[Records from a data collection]
────────────────────

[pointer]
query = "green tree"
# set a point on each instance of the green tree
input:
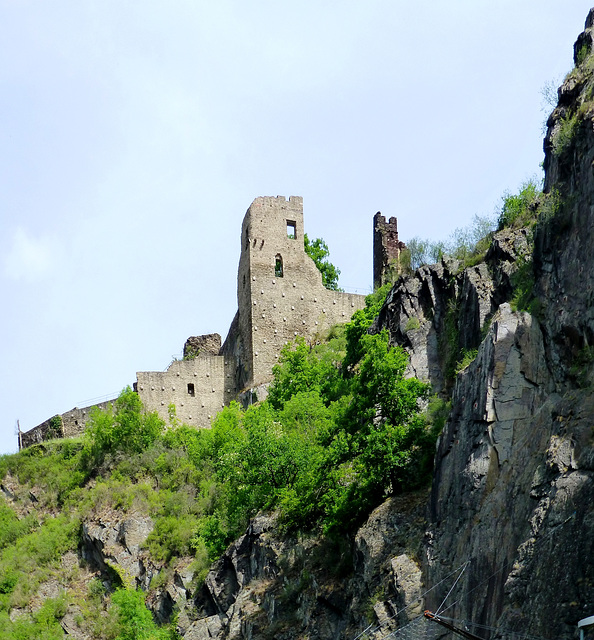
(318, 251)
(126, 428)
(135, 621)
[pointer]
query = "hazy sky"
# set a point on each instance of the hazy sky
(134, 136)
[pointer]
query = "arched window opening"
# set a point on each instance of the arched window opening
(278, 266)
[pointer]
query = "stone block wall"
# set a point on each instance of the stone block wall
(199, 388)
(74, 423)
(279, 288)
(280, 296)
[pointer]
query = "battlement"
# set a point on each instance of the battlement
(280, 296)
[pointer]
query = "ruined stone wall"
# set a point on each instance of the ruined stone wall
(280, 296)
(279, 289)
(74, 423)
(386, 250)
(199, 389)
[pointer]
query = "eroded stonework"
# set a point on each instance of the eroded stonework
(280, 296)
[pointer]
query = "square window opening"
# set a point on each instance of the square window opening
(278, 266)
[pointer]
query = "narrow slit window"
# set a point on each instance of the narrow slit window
(278, 266)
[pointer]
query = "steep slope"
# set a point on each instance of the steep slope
(509, 509)
(513, 487)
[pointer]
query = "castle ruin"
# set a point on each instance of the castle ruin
(280, 296)
(386, 250)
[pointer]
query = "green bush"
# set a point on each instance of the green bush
(134, 620)
(518, 210)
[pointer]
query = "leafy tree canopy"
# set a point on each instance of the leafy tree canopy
(318, 251)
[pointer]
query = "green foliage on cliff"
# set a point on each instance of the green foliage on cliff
(318, 251)
(520, 210)
(341, 430)
(467, 244)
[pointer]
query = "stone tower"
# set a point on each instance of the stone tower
(386, 250)
(280, 293)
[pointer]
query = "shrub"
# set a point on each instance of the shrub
(519, 210)
(318, 251)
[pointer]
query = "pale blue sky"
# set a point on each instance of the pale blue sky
(134, 135)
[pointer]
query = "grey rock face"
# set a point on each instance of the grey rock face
(267, 587)
(113, 541)
(443, 309)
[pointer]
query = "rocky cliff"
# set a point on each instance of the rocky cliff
(510, 505)
(503, 540)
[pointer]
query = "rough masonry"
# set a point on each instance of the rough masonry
(386, 250)
(280, 296)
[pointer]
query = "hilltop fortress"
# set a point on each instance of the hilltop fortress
(280, 296)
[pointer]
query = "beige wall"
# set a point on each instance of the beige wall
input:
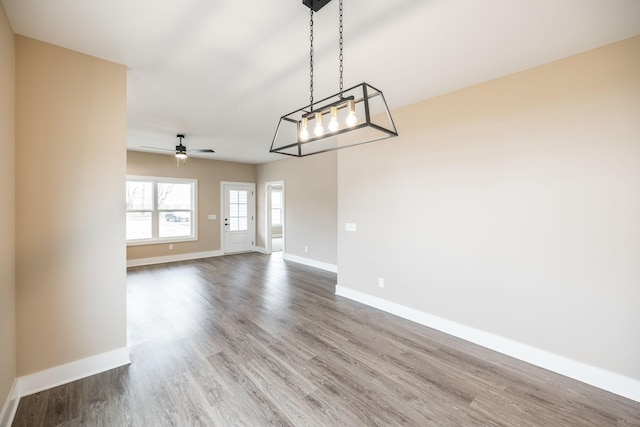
(70, 181)
(209, 174)
(512, 207)
(310, 204)
(7, 212)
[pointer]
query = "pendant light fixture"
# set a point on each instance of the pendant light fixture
(353, 116)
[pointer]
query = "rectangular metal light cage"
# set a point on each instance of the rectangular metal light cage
(374, 123)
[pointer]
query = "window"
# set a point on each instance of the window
(160, 209)
(276, 207)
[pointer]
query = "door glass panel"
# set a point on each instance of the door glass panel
(238, 210)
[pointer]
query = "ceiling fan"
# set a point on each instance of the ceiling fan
(181, 150)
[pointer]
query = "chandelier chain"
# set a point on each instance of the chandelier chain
(311, 60)
(341, 57)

────────────────────

Write out the data above exactly as it appears, but without any image.

● **Solution for this task**:
[pointer]
query = "green tree"
# set a point on each instance of the green tree
input:
(318, 251)
(126, 428)
(135, 621)
[pointer]
query = "hazy sky"
# set a point on each instance of the hazy sky
(134, 136)
[pointer]
query = "arched window opening"
# set a point on each instance of the arched window opening
(278, 266)
[pointer]
query = "stone block wall"
# set a point on each instance of the stone block wall
(199, 388)
(74, 423)
(279, 288)
(280, 296)
[pointer]
query = "battlement"
# set a point on each instance of the battlement
(280, 296)
[pointer]
query = "ruined stone wall"
# set a point on each instance of the ruined stone wall
(280, 296)
(279, 289)
(74, 423)
(386, 250)
(199, 389)
[pointer]
query = "eroded stonework"
# set a point on each instance of the eroded stonework
(280, 296)
[pointer]
query = "square window opening"
# set a point on each instance of the square window opening
(278, 266)
[pointer]
query = "narrow slit window"
# set a point on each instance of the narrow slit window
(278, 266)
[pointer]
query = "steep slope"
# set a point on each instance of the steep slope
(509, 509)
(513, 487)
[pointer]
query = "castle ruin"
# set a point on each instance of the castle ruin
(280, 296)
(386, 250)
[pointer]
query = "green bush"
# set a point on each instance of the green bush
(134, 620)
(518, 210)
[pointer]
query = "leafy tree canopy"
# set a point on each instance of the leafy tree canopy
(318, 251)
[pointer]
query = "green foliage on cliff"
# set a point on each instance of the green foliage on cliff
(318, 251)
(520, 210)
(341, 430)
(467, 244)
[pointer]
query = "stone tower"
# set a point on each instance of the stone tower
(386, 250)
(280, 293)
[pointer]
query = "shrub"
# set a point on each instance of the shrub
(519, 210)
(318, 251)
[pointer]
query = "pale blue sky"
# set a point on each instance of the pale blue sky
(134, 135)
[pointer]
query = "grey rock face"
# set a point on each instance of the grey rock face
(267, 587)
(113, 541)
(443, 309)
[pointer]
query = "rocky cliff"
# set a point on each instance of the rocky cliff
(510, 505)
(503, 540)
[pointer]
query = "rough masonry"
# set a point on each instance of the rough masonry
(386, 250)
(280, 296)
[pointer]
query = "hilltop fortress"
# set a point on each instance of the hilltop fortress
(280, 296)
[pointer]
query = "beige wall"
# set a point on each instance of the beige wall
input:
(70, 181)
(209, 174)
(512, 207)
(310, 204)
(7, 212)
[pointer]
query = "pendant light fixture"
# set a point on each instance of the pendant light fixture
(353, 116)
[pointer]
query = "rectangular metal light cage"
# set a point on each instance of the rectangular metal light cage
(374, 123)
[pointer]
query = "window"
# set a point on each instance of the window
(160, 209)
(276, 207)
[pointer]
query = "door glass panel"
# set a point on each instance of the door glass panel
(238, 210)
[pointer]
query = "ceiling fan"
# set a point on each instance of the ceiling fan
(181, 150)
[pointer]
query = "chandelier chain"
# set a point on each instance of the chandelier chain
(311, 60)
(341, 57)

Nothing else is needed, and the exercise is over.